[QUOTED PASSAGE start]
3.1.3 White Space Preservation
3.1.3.1 .NET 1.1
XSL allows pretty printing of XML output as long as raw text is not emitted within a given context. So, consider the following XSL code:
<html:div> <html:span style="color: red;"> <xsl:value-of select="'F'" /> </html:span> <html:span style="color: blue;"> <xsl:value-of select="'irst'" /> </html:span> <html:span style="color: black;"> <xsl:value-of select="' letter and word are different.'" /> </html:span> </html:div>
When emitted to XML, HTML, or XHTML, the result is:
<div> <span>F</span> <span>irst</span> <span>letter and word are different.</span> </div>
While this is perfectly valid XML, where white space significance has different rules, this will not render properly in web browsers:
F irst letter and word are different.
[QUOTED PASSAGE end]
[EXTRACTED RECORDS start]
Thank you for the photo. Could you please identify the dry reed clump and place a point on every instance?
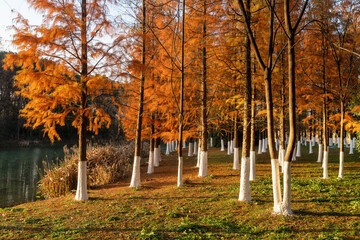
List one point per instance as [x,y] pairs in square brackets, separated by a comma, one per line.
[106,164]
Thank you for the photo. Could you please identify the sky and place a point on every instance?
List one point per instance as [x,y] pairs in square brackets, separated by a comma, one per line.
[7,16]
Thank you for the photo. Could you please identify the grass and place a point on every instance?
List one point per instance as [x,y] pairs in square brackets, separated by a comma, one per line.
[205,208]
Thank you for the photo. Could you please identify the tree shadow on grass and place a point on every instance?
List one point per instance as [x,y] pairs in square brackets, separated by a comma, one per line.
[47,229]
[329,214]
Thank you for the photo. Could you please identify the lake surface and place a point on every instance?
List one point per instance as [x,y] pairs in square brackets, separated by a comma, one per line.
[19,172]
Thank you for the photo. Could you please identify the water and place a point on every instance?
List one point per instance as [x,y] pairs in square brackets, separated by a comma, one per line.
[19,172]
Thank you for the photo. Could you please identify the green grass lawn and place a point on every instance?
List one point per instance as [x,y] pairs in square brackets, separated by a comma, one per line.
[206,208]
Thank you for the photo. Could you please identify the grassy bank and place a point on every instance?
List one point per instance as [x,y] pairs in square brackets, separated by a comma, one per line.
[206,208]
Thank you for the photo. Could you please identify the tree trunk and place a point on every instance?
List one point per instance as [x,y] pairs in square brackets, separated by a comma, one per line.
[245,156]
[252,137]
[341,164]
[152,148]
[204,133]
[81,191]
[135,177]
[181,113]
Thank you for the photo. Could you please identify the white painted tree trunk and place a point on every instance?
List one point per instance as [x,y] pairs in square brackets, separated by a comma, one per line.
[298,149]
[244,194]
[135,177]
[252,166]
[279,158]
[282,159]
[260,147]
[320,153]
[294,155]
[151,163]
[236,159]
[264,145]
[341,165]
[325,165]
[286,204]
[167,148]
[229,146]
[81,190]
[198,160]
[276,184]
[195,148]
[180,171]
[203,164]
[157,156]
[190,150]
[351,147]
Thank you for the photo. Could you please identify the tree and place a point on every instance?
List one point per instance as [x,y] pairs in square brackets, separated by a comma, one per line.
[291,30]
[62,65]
[EXTRACTED RECORDS end]
[EXTRACTED RECORDS start]
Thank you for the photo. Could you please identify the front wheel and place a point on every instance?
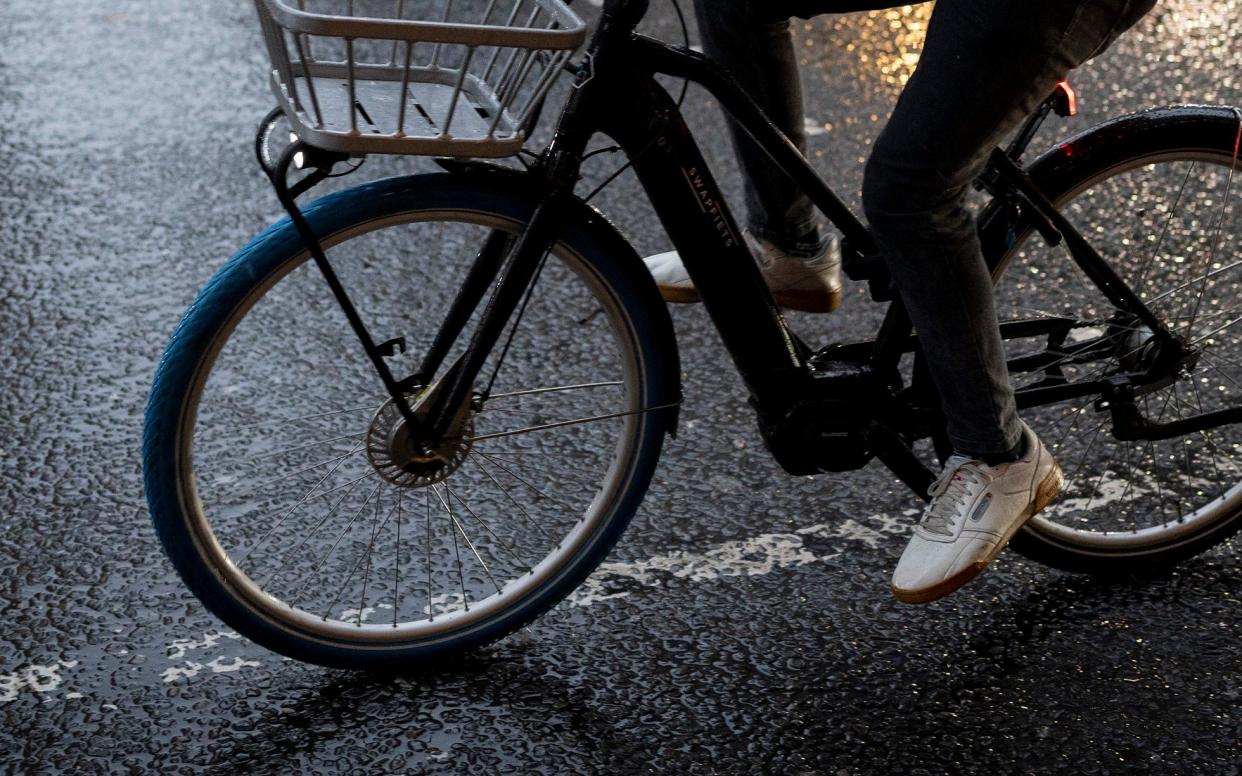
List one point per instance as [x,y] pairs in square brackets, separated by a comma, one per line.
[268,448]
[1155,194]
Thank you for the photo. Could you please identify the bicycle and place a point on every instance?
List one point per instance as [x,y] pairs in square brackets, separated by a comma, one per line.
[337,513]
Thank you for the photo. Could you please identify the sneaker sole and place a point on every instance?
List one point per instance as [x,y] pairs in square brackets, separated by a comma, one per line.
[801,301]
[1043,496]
[EXTRACTED RECORDS end]
◆ **THE TASKS**
1. Answer these about the white space preservation text:
(a) Which .NET version does the subsection heading name?
(b) What color style is given to the span that selects 'irst'?
(c) Which three output formats does the text list for the emitted result?
2. Translate this sentence from the white space preservation text into Spanish: "XSL allows pretty printing of XML output as long as raw text is not emitted within a given context."
3. Continue the white space preservation text after its last line.

◆ **EXPECTED RESULTS**
1.
(a) .NET 1.1
(b) Blue ("color: blue;")
(c) XML, HTML, and XHTML

2. XSL permite la impresión con formato legible de la salida XML siempre que no se emita texto sin procesar dentro de un contexto determinado.

3.
To side-step this issue, for .NET 1.1 we emitted an empty text block to prevent the XSL/XML runtime from pretty printing in such a situation:
<html:div> <html:span style="color: red;"> <xsl:value-of select="'F'" /> </html:span> <xsl:text></xsl:text> <html:span style="color: blue;"> <xsl:value-of select="'irst'" /> </html:span> <xsl:text></xsl:text> <html:span style="color: black;"> <xsl:value-of select="' letter and word are different.'" /> </html:span> </html:div>
which results in the expected:
First letter and word are different.
3.1.3.2 .NET 2.0
In .NET 2.0, the same code that optimizes empty elements also strips out empty text blocks. So the above work-around no longer works since:
<html:div> <html:span style="color: red;"> <xsl:value-of select="'F'" /> </html:span> <xsl:text></xsl:text> <html:span style="color: blue;"> <xsl:value-of select="'irst'" /> </html:span> <xsl:text></xsl:text> <html:span style="color: black;"> <xsl:value-of select="' letter and word are different.'" /> </html:span> </html:div>
results in:
F irst letter and word are different.
There is no way to modify this behavior without introducing invalid markup into the output short of disabling all XML/XSL pretty print features.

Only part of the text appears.